● Given problem A: Pull out and copy every line of the records that contains the string "awning".

● Extract to read:
13.2 Customer’s Representations, Warranties and Covenants

Customer hereby represents, warrants and covenants to Supplier as follows:

a) Customer has been duly organized and is validly subsisting and in good standing in its jurisdiction of organization and has the power to carry on the business as now being conducted by it;

b) the execution, delivery and performance of this Agreement by Customer have been duly authorized by all requisite corporate action and do not require any shareholder action or approval;

c) Customer has the right and authority to enter into this Agreement and perform its obligations hereunder, and this Agreement is a legal and valid obligation binding upon Customer and enforceable in accordance with its terms;

d) Customer has not made and will not make any commitments to Third Parties inconsistent with or in derogation of Customer’s obligations under this Agreement and Customer is not subject to any obligations that would prevent it from entering into or carrying out its obligations under this Agreement, and Customer’s compliance with the terms and provisions hereof does not and will not conflict with or result in a breach of any of the terms and provisions of or constitute a default under (i) a loan agreement, guaranty, financing agreement, agreement affecting a Product or other agreement or instrument binding or affecting it or its property; (ii) the provisions of its charter or operative documents or by-laws; or (iii) any order, writ, injunction or decree of any court or governmental authority entered against it or by which any of its property is bound;

e) Customer shall comply with all Applicable Law relating to its activities under this Agreement; and

f) to Customer’s knowledge, [* * *].

Entries drawn from a collection:
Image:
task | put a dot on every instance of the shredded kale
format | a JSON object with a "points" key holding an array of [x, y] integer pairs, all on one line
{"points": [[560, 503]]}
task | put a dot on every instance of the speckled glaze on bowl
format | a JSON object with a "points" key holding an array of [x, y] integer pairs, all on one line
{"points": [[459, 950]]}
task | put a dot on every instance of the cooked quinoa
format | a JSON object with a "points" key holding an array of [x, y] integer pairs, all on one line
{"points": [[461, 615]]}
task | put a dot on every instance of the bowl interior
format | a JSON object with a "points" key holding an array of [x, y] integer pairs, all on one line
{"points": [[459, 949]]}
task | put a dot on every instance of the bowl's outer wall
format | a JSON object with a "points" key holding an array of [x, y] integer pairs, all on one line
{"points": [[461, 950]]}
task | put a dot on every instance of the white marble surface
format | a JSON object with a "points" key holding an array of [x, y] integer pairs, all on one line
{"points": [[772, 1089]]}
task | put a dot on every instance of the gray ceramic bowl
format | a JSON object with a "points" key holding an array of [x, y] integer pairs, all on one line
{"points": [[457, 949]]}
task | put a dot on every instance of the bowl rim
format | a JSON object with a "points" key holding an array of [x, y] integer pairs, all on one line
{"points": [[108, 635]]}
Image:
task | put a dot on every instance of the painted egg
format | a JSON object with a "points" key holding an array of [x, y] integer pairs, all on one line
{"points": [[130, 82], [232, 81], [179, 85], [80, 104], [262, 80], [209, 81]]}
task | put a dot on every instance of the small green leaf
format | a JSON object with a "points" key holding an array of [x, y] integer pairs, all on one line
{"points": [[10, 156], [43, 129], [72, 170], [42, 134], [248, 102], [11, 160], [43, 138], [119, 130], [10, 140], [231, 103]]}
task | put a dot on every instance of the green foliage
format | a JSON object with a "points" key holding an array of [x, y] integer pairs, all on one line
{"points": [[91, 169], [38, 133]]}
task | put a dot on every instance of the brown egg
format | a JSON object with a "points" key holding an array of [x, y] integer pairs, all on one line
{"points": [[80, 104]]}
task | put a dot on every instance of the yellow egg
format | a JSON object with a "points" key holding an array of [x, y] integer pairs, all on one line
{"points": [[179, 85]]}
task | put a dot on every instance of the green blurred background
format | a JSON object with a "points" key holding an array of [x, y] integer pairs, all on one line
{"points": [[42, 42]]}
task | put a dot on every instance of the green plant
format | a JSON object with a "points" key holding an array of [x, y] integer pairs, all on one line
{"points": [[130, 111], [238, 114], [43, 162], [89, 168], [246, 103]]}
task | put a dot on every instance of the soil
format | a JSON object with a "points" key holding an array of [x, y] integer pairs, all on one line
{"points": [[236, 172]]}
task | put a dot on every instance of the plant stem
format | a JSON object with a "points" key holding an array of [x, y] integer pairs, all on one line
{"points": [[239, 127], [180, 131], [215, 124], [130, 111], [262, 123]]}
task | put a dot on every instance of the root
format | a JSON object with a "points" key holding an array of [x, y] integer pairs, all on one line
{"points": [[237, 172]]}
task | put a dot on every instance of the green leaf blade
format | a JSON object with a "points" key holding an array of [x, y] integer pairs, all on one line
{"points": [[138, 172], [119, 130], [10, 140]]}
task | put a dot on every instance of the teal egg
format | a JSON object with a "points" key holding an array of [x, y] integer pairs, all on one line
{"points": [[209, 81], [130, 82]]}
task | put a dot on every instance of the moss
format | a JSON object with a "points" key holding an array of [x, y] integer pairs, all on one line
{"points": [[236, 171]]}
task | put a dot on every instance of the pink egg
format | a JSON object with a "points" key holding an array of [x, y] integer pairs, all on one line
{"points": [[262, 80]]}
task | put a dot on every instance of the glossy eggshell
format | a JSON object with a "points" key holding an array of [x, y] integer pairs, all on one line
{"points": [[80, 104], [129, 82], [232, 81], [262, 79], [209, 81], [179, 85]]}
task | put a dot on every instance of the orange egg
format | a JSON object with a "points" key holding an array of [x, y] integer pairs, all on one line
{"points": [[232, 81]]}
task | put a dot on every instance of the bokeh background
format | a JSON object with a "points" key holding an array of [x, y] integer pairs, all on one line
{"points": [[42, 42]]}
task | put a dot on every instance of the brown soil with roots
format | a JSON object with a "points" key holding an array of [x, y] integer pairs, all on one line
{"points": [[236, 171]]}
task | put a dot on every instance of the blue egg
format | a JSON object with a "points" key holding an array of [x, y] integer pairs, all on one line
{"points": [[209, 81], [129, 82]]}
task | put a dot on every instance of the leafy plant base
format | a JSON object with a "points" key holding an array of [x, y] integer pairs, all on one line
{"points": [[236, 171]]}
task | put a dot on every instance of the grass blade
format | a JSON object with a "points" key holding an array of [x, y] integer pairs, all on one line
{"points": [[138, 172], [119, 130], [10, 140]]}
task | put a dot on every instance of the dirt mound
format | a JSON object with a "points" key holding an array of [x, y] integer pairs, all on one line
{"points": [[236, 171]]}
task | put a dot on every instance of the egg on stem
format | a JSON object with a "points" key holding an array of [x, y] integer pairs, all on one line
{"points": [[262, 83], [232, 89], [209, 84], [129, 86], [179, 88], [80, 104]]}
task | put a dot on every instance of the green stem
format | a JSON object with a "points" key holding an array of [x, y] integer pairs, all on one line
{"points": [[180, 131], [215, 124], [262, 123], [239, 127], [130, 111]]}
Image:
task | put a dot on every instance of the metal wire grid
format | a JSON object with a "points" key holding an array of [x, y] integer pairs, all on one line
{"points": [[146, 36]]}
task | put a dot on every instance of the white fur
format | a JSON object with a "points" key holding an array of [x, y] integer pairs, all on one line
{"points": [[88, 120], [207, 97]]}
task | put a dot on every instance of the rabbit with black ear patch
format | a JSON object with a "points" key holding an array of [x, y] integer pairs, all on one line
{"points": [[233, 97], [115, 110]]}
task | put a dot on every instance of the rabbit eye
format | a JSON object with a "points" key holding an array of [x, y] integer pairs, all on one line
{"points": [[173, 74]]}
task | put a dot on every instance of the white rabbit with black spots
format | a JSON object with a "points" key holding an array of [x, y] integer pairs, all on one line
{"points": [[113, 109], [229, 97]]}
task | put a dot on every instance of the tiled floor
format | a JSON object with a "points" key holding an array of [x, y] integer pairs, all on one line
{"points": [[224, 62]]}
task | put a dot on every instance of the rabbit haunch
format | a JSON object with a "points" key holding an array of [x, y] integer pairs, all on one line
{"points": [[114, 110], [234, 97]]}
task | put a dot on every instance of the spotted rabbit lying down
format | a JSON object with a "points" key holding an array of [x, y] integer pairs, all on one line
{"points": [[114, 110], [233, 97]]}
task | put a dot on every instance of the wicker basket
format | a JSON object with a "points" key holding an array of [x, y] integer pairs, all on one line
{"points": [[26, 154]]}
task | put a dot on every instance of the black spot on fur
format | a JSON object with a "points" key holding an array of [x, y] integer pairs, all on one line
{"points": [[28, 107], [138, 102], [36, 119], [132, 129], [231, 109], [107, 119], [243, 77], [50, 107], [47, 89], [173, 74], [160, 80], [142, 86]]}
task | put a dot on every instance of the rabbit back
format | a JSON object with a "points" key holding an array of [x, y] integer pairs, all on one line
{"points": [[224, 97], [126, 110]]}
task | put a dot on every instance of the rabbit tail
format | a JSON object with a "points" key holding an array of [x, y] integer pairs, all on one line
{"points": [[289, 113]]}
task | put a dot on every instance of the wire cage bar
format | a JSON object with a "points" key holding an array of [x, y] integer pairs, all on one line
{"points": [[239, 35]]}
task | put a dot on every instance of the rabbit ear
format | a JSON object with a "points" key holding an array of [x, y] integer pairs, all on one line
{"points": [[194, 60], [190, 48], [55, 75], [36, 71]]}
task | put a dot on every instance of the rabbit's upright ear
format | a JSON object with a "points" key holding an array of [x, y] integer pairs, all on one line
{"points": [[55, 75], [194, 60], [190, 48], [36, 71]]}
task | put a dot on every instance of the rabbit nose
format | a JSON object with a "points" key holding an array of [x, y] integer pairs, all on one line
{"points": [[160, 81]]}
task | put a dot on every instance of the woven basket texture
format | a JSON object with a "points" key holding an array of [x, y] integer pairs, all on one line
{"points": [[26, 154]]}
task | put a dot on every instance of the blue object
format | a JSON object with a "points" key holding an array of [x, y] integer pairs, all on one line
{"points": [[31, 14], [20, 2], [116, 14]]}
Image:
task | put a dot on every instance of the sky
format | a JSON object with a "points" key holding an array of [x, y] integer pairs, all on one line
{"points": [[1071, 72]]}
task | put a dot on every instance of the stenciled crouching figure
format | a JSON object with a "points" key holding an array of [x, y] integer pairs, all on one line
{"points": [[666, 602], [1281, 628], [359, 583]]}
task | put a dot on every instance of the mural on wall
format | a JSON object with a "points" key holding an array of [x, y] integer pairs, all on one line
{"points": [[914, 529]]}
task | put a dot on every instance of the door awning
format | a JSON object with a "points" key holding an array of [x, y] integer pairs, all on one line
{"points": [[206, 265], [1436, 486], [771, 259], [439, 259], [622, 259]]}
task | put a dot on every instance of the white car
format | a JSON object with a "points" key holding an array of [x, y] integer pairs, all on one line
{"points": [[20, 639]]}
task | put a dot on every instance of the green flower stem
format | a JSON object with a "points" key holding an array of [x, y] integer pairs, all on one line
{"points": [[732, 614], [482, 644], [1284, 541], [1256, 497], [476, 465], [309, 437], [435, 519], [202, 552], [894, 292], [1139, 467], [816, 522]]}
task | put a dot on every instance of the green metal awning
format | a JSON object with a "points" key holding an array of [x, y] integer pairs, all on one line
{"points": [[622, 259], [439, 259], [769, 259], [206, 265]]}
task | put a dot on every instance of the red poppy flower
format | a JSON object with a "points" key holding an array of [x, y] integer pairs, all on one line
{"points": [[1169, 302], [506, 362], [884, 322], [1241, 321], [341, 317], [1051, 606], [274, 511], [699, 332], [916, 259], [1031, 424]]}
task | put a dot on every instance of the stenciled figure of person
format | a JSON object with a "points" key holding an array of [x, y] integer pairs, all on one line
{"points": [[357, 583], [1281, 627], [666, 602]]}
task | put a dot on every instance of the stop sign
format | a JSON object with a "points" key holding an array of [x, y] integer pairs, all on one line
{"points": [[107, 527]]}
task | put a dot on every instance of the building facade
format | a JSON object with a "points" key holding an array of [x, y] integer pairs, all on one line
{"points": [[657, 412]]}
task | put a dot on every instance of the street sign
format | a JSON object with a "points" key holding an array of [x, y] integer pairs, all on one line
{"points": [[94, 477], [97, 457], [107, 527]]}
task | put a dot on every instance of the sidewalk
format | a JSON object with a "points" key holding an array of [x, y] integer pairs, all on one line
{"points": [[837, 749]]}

● Given problem B: In one to three sentences, explain what the representations and warranties text gives as the basis for authorizing the Customer's execution, delivery and performance of the Agreement, and state what approval it says is not required.

● Task answer A:
task | put a dot on every instance of the door awning
task | put a dot on every instance of the green metal awning

● Task answer B: The Customer's execution, delivery and performance of the Agreement have been duly authorized by all requisite corporate action. They do not require any shareholder action or approval.